### Text provided
☆ ☆ ☆ ☆
Edit 1: A friend brought up Pinch-Induced Behavior Inhibition, aka the Vulcan Nerve Pinch of transporting baby cats, squirrels, mice, and rats by the neck scruff. Wouldn't it be awesome if predators were exploiting an adaptation that allows mothers to carry babies?
What about animals besides cats and rodents? The internet also has photos of adult wolves, bears, and foxes carrying their babies in their mouths, but I don't know if there's associated pinch immobility. Probably Pinch Immobility is less widespread in vertebrates than Defensive Predator-Contact Immobility, and can't explain it.
Edit 2: Any explanation that relies on the particulars of lion motivations will be insufficient, because tonic immobility is adaptive for animals on different continents with different predators. American rabbits hunted by foxes display tonic immobility too. Most of the above explanations aren't specific to lions, so that's fine, but I should say it up front. Anyway, here's a new one: Maybe tonic immobility following non-lethal contact with a predator deters the predator from further attacks not because the fox is fooled into thinking the rabbit is dead, but because the fox thinks the rabbit is sick. Lethargy is one of the symptoms of the syndrome called sickness behavior, and if you're not sure if the animal in your mouth is diseased, maybe that's reason to hold off on eating it.
☆ ☆ ☆ ☆
Records in a dataset
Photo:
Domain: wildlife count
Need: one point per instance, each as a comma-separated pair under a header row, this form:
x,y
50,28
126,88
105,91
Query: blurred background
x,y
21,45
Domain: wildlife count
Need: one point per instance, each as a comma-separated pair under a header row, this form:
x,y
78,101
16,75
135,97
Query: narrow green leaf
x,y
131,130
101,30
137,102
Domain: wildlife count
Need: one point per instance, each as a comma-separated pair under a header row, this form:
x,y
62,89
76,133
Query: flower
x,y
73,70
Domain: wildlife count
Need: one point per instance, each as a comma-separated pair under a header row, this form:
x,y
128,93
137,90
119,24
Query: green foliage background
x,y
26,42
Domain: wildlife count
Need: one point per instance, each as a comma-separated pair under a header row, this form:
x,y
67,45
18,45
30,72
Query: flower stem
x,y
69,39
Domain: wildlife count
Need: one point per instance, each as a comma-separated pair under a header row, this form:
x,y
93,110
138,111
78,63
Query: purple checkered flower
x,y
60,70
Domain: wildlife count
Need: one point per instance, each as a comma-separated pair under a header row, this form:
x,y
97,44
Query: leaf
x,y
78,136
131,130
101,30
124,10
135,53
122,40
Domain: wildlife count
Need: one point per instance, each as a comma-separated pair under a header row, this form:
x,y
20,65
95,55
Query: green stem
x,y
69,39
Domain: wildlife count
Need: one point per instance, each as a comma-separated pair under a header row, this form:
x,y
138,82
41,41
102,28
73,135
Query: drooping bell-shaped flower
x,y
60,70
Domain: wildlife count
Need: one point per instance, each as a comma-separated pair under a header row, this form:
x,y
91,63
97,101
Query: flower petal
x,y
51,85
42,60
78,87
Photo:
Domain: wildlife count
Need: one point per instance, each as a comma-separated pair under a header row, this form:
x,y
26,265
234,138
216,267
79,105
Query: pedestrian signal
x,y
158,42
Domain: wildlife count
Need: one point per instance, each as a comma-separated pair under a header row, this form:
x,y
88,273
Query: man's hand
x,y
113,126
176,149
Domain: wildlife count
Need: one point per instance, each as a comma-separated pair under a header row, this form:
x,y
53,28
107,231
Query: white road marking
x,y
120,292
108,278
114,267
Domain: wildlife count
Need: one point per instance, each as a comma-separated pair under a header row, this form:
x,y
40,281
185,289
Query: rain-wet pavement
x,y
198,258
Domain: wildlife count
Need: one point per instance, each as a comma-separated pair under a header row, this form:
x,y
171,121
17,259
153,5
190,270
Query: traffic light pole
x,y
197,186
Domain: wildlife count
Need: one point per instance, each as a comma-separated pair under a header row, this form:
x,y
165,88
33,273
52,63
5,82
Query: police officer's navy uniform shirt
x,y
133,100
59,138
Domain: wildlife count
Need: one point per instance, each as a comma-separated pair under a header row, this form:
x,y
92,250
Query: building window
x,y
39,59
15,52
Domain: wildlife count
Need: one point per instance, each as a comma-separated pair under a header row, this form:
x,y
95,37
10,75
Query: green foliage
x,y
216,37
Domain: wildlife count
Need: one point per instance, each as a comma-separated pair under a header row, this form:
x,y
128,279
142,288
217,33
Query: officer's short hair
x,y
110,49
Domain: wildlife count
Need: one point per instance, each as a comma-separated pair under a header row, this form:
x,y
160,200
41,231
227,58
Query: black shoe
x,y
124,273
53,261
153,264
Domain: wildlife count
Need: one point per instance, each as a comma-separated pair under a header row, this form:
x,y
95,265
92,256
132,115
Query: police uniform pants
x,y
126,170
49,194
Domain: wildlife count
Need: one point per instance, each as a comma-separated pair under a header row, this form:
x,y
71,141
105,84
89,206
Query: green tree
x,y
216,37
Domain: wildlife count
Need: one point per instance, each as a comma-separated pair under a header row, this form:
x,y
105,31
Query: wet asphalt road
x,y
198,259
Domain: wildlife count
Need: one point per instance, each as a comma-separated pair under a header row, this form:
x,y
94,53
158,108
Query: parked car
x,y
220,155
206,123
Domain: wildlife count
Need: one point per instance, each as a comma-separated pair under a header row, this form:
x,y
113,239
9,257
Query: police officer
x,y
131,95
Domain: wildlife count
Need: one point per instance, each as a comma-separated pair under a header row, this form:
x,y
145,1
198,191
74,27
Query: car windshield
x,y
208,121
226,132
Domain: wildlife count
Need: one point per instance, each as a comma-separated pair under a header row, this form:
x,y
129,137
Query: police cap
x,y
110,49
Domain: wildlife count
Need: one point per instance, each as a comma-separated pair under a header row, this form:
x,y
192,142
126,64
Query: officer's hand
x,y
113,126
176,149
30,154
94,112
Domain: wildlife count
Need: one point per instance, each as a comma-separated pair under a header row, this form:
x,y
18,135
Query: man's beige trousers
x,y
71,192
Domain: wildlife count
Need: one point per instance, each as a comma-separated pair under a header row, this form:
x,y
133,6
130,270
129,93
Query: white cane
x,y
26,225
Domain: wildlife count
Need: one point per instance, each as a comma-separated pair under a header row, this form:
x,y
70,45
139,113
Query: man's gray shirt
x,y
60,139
☆ ☆ ☆ ☆
### Exercises
1. Return the stretch of the passage on tonic immobility from "Edit 2: Any" through "on eating it.", word for word.
2. In the passage on tonic immobility, which animals hunted by foxes are said to display tonic immobility too?
The records have no connection to the passage on tonic immobility.

### Answers per task
1.
Edit 2: Any explanation that relies on the particulars of lion motivations will be insufficient, because tonic immobility is adaptive for animals on different continents with different predators. American rabbits hunted by foxes display tonic immobility too. Most of the above explanations aren't specific to lions, so that's fine, but I should say it up front. Anyway, here's a new one: Maybe tonic immobility following non-lethal contact with a predator deters the predator from further attacks not because the fox is fooled into thinking the rabbit is dead, but because the fox thinks the rabbit is sick. Lethargy is one of the symptoms of the syndrome called sickness behavior, and if you're not sure if the animal in your mouth is diseased, maybe that's reason to hold off on eating it.

2. American rabbits.